YOUR OBJECTIVE — Rescale the records from the line with "of the refrigerator" to the line with "pixel 134 280", both included, reproducing every line and keeping the requests and their format samples unchanged. Multiply each answer pixel coordinate by 0.75 and round it to a whole number, with halves rounded up.

--

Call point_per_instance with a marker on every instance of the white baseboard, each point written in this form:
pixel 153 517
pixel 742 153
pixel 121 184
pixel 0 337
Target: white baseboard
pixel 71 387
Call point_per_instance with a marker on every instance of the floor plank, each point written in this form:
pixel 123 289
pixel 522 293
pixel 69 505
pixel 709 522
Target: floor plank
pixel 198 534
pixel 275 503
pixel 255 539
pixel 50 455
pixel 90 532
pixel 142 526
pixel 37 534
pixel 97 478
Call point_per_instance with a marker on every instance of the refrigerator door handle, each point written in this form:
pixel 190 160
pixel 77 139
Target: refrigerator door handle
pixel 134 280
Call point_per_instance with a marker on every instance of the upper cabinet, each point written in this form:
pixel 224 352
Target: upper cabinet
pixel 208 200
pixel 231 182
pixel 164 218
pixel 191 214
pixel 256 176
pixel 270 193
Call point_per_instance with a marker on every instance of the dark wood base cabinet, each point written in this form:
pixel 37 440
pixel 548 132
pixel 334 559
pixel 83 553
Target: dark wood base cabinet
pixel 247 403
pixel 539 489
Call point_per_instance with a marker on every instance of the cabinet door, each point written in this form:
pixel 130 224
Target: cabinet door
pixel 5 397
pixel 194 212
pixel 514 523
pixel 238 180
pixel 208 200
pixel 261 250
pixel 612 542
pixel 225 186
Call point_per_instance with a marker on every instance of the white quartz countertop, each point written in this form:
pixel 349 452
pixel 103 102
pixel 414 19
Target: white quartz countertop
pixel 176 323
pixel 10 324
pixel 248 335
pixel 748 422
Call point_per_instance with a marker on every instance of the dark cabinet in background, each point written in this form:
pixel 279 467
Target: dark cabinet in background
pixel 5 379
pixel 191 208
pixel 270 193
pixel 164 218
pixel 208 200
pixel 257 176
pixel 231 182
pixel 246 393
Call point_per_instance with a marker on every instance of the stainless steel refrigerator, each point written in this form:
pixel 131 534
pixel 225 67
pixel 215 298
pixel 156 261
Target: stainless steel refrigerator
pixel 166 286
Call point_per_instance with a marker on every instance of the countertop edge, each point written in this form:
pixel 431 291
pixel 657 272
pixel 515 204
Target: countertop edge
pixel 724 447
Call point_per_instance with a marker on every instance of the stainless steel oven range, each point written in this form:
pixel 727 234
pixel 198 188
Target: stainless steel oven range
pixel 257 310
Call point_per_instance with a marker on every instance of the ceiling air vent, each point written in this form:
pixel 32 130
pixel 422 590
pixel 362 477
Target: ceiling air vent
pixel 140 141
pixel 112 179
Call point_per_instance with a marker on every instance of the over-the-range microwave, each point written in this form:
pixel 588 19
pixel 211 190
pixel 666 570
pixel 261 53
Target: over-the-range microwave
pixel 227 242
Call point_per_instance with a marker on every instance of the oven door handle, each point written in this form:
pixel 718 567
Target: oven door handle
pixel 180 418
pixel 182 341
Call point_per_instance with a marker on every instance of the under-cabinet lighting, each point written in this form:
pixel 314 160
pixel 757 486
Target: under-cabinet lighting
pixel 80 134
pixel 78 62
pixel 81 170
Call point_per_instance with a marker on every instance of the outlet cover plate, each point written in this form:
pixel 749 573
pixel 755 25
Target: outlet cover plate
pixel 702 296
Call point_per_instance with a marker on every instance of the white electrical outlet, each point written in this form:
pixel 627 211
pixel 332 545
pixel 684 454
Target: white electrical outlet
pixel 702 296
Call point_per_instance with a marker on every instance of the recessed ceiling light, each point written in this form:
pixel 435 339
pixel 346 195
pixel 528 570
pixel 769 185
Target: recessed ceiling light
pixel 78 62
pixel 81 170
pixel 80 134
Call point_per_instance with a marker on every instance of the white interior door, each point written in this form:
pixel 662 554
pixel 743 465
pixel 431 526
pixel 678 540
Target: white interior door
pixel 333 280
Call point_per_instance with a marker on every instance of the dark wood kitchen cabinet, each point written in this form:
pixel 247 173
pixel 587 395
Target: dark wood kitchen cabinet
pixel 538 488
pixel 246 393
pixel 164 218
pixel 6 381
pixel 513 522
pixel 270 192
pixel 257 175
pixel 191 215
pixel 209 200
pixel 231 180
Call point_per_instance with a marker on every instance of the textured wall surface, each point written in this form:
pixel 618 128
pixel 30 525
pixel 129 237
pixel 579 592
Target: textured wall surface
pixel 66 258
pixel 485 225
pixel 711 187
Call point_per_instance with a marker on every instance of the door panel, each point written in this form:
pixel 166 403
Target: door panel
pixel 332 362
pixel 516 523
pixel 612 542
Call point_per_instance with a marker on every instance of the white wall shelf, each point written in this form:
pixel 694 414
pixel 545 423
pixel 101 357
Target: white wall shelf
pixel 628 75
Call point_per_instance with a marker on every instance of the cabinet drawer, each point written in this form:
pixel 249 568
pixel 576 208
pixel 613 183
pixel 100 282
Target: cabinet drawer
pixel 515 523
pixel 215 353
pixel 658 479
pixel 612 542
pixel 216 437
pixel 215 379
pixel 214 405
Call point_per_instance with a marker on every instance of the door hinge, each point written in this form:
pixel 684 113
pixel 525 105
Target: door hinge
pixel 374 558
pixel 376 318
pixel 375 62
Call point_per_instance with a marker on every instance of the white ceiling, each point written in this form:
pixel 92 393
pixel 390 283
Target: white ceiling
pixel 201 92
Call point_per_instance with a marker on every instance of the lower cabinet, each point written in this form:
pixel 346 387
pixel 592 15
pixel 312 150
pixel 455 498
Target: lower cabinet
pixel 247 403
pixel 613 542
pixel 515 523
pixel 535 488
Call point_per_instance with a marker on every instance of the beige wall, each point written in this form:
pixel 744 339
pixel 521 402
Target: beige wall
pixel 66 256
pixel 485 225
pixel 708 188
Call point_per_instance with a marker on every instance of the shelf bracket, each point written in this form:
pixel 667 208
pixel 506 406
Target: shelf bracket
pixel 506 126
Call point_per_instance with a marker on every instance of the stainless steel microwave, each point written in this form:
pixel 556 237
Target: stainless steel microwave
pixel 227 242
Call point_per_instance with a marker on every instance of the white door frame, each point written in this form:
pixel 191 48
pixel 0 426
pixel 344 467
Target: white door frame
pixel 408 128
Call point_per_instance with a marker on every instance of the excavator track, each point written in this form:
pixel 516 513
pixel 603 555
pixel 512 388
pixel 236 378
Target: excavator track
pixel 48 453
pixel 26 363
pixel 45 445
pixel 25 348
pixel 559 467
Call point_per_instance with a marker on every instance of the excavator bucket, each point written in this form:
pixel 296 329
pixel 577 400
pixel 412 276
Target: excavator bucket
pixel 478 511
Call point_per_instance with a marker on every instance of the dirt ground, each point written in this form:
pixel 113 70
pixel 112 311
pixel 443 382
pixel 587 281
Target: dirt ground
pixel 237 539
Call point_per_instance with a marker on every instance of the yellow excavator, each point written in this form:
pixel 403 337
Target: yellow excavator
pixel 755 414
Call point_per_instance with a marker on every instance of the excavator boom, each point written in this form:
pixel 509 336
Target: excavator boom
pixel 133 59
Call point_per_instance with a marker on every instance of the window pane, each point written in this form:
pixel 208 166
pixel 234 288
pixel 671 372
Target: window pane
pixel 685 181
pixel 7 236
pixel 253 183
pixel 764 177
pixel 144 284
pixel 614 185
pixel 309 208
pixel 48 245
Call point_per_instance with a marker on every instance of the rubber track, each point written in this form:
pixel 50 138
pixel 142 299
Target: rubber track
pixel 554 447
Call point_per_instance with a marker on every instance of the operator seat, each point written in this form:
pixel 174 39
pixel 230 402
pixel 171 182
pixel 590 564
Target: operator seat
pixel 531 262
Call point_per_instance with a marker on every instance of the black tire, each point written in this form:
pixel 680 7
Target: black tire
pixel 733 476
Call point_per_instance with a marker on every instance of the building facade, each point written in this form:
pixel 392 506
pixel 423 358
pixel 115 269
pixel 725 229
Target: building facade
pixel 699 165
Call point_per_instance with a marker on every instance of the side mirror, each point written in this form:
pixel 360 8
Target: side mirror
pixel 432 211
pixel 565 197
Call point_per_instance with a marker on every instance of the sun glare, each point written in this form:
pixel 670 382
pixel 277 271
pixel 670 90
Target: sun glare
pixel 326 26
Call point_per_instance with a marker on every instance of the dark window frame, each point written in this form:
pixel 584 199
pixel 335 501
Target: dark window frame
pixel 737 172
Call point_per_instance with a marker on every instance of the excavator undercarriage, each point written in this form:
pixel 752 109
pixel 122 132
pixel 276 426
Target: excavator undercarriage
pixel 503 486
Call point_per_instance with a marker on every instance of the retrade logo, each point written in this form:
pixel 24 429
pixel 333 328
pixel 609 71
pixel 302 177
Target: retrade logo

--

SOLUTION —
Call point_per_instance with a marker on every instance of the refrigerator door handle, each point written in this form:
pixel 190 160
pixel 77 139
Target: refrigerator door handle
pixel 101 210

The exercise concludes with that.